# Task details:
Leave the pictures out and repeat the rest of the data below exactly.

# Records shown:

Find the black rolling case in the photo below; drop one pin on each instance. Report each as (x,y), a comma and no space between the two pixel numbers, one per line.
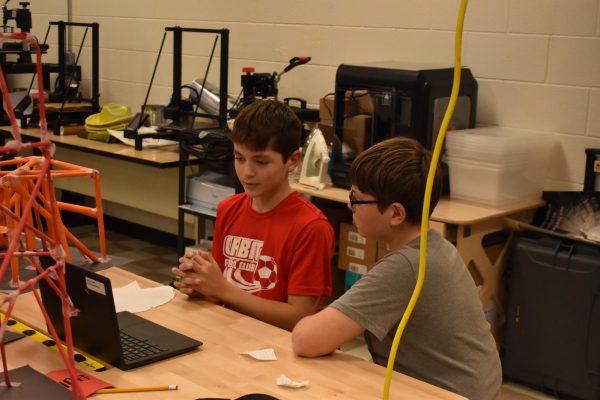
(552,336)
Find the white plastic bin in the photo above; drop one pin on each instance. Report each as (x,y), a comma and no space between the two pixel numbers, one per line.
(497,166)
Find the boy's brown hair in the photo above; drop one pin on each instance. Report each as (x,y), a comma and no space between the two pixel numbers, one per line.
(266,123)
(395,170)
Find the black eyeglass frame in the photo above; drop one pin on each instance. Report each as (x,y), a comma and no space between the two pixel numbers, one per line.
(352,200)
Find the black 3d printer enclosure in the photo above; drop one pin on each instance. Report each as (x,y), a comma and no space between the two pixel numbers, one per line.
(406,102)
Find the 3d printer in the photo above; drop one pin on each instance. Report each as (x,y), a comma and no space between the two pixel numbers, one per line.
(405,102)
(68,74)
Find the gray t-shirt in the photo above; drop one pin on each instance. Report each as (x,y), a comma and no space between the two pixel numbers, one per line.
(447,341)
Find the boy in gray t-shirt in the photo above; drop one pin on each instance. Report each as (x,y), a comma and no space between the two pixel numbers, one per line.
(447,341)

# Response below:
Find the black rolling case in the photo below; drop one pin on each instance. Report each as (x,y), a comma and no space between the two pixel numbers, one per line.
(552,336)
Find the white plastic bin in the photo above; drop one pin on each instance. Report each as (x,y), a comma and no space between the two pixel numbers, one per line.
(497,166)
Find the boy's brown hair in the photo above; drop one pin on each instance. Report each as (x,y), a comma and no space between the two pixel numbers, one per line.
(266,123)
(395,170)
Find the black eyeglass frame in the photo above; drop one pin on each instance. Report each as (x,y), a comma and no space between the two pixel numbers, one per line.
(352,200)
Find the black 3d printer enclosure in the photo above; drop one pin on each instance. Report each as (x,y), a comma and no space between the two pixel numbers, one per line.
(406,102)
Find the 3d printer in the photo above; drop one pin on each instance. Report each as (x,y), a comma and no space between the two pixel numbers, one per line.
(405,102)
(68,74)
Find the gray t-shirt in the photo above; drop one pin on each instance. Report each as (x,y), a comma and no space between the two pixel numbers, one per line.
(447,341)
Find the boy in gray t-shirt in the photo above; drop one pin on each instance. Report each as (x,y), a comma and no space between the two pixel numbers, one per line.
(447,341)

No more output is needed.